## START

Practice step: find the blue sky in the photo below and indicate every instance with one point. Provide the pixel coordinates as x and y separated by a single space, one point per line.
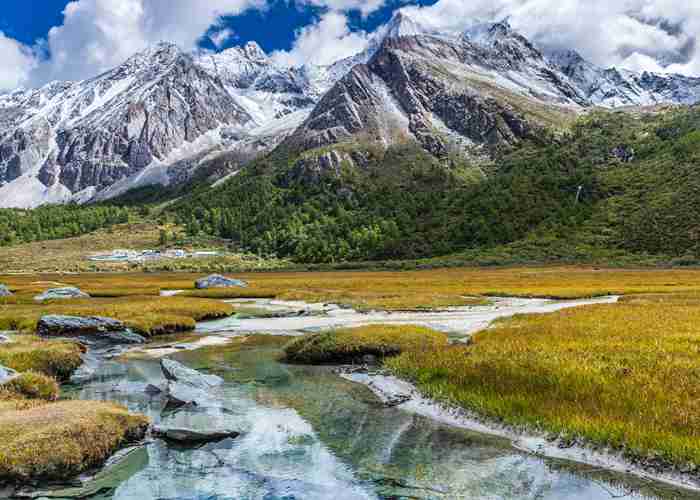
273 27
44 40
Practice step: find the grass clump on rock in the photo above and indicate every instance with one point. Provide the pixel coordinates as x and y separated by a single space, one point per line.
56 441
55 359
351 344
146 315
33 385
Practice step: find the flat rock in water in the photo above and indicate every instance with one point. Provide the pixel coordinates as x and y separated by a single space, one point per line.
62 294
176 372
218 281
189 436
106 329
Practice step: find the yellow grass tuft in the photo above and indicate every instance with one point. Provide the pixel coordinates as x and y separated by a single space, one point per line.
56 441
52 358
33 385
625 376
147 315
350 344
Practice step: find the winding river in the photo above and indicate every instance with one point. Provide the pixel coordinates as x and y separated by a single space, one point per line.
307 433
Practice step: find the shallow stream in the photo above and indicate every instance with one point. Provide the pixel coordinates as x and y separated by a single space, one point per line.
307 433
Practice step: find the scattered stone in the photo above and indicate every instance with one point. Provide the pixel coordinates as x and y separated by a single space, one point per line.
396 400
189 436
106 329
175 372
370 359
62 294
218 281
152 390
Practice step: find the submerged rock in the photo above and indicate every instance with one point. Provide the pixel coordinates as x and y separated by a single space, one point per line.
218 281
175 372
62 294
190 436
105 329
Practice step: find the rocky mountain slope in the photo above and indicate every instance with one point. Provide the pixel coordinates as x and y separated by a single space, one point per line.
153 119
163 114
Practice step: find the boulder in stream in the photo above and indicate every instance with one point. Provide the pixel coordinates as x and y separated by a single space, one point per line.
62 294
175 372
105 329
218 281
193 437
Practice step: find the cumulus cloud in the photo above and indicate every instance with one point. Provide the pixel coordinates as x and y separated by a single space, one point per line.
96 35
324 42
366 7
640 34
221 36
17 63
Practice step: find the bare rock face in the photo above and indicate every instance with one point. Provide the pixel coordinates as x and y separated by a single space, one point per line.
176 372
62 294
190 436
93 327
218 281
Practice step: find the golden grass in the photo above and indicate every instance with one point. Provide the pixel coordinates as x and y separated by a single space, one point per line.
625 376
407 290
33 385
148 315
56 441
55 359
351 344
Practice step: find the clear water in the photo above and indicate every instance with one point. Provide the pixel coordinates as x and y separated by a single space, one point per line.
309 434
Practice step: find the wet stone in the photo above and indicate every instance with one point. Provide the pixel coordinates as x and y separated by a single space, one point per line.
218 281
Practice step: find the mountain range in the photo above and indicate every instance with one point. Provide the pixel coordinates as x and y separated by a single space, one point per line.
165 116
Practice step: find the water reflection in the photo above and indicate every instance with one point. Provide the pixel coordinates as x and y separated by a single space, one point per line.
308 434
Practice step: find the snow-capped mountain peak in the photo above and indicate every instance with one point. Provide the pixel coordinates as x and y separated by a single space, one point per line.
402 25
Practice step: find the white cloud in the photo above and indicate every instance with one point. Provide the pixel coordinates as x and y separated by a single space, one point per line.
626 33
366 7
98 34
324 42
17 63
221 36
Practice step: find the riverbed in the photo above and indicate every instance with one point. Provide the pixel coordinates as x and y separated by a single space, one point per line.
308 433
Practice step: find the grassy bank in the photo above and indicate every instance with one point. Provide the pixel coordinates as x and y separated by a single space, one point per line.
623 376
390 290
148 315
351 344
27 353
56 441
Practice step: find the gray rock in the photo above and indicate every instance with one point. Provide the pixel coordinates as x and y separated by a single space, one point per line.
190 436
62 294
152 390
103 329
175 372
218 281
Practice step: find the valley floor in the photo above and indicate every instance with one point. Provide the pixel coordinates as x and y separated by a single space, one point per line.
619 376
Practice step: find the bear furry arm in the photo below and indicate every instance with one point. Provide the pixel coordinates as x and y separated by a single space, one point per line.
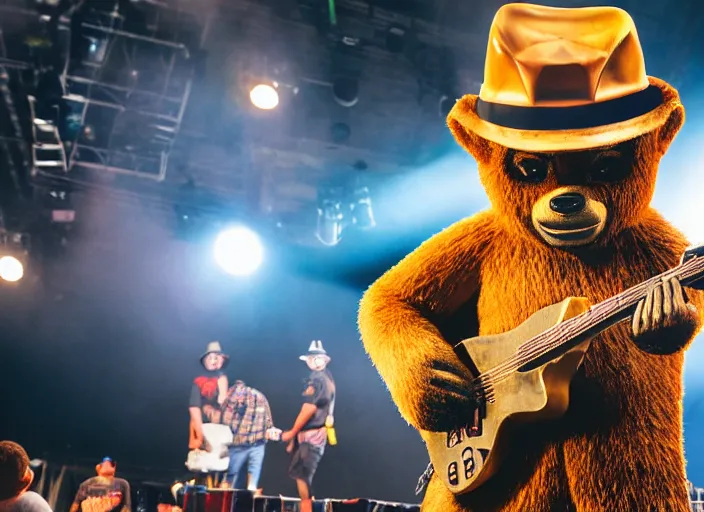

## END

__Work to be completed__
Write out all of the material above word for word, but leave out the pictures.

__The solution__
Practice step: find the blue sky in the photo below and indicate every instance with one point. Provide the pixel coordinates as x and y separated by a single space, one point per line.
273 27
44 40
Practice step: find the grass clump on rock in the photo above and indicate every instance with one point. Provide the pixel coordinates as x and y separated by a single space, one point per line.
56 441
55 359
351 344
146 315
33 385
Practice step: find the flat rock in water in the photo above and indicate every instance with one point. Provide the pixel coordinates as x and y separated by a single space, one point per line.
62 294
176 372
218 281
189 436
106 329
Practice step: find the yellow grass tuft in the photo above and indicate every instance with one point. Provide the pixel coordinates as x and y separated by a single space, one point per line.
56 441
52 358
33 385
625 376
147 315
350 344
Practice step: find the winding river in the photo above and indicate every instance with one point. Provide the pixel coordinates as x and y separated by a single space, one point per line.
307 433
Practice step: find the shallow stream in the photo above and indicate every instance with one point. Provide the pixel coordinates as x and y separated by a single space, one point per line.
307 433
Practice step: find the scattered stone in the photo above and indicate every instance with one point. Provide the pixel coordinates as x and y separated by a single space, one point per line.
396 400
189 436
106 329
175 372
370 359
62 294
218 281
152 390
Practice step: find the submerged rock in the photo above and indicate every instance with one point. Provide the pixel coordinates as x and y separated by a single space, one point per line.
218 281
175 372
62 294
190 436
105 329
Practice step: find the rocky mountain slope in the photo above and indicate every instance with one point. Provide the pixel coordinates as x and y separated by a single space, one point per line.
153 119
163 114
Practice step: find the boulder in stream in the photo above and indicate every instance with one point. Provide the pixel coordinates as x and y separated by a single space, one point per line.
62 294
175 372
105 329
218 281
193 437
Practice step: find the cumulus cloud in the photo above and indicate every instance with one point. Provide the pixel coordinates as x and y separated by a single space, one point per line.
96 35
324 42
366 7
640 34
221 36
17 63
Practice step: find the bare rock face in the photo above and indicate every instance with one point. Provide the pixel coordinates as x and y separated by a single space, one point per line.
176 372
62 294
190 436
93 327
218 281
Practice step: find the golden grass in the photo above and indicate every instance with one point. Provide the pixel coordinates as x and y separated by a single space, one point per line.
625 376
407 290
33 385
148 315
56 441
55 359
351 344
Practice step: find the clear water in the photo above and indicate every instance with one point. Provide the pixel coordinates as x and y separated by a single space, one point per line.
309 434
Practice step: find the wet stone in the photo above and indicate every instance with one point. Provide the pixel coordinates as x and y separated by a single space, one point per line.
218 281
Practice step: find the mountain range in the photo above and indicate every instance with one point. Provide the pixel coordinates as x and y separated by a single space, one point per line.
165 116
Practice step: find the water reflection in the photo above and indicate every instance with one point. Provide the pixel coordinates as x and y separated by a single space, one point per line.
308 434
Practice step: find the snow-capped mountain peak in the photo above and indicate every instance with one point. Provide the pixel coordinates as x and y separated by a single space, one point per line.
402 25
Practice step: find the white cloud in the photo above and indicate every instance with one point. Provide the pixel coordinates as x and y separated by a single space, one point per line.
626 33
366 7
98 34
324 42
17 63
221 36
Practice step: find the riverbed in the photo above and indicate every instance with one point. Provide the pixel coordinates as x and y separated by a single space, one point per line.
308 433
Practice step: find the grassy bank in the photo above and indicate every instance with one point. Provide the pixel coordinates as x and y separated by a single space, one point per line.
623 376
390 290
148 315
351 344
27 353
56 441
Practice step: find the gray rock in the photo above and indicate every instance with one point. Provide the pixel coordinates as x and y separated by a single space, one point per line.
190 436
62 294
152 390
103 329
175 372
218 281
Practice step: find the valley floor in the photo above and indicate every instance with one point. Provide the pixel coordinates as x and y separated by a single space, one point per line.
619 376
Practice step: find the bear furry arm in the photo below and indicate every instance with one point. Provide the pixel coordinates as x and y separated by a single space, one point per line.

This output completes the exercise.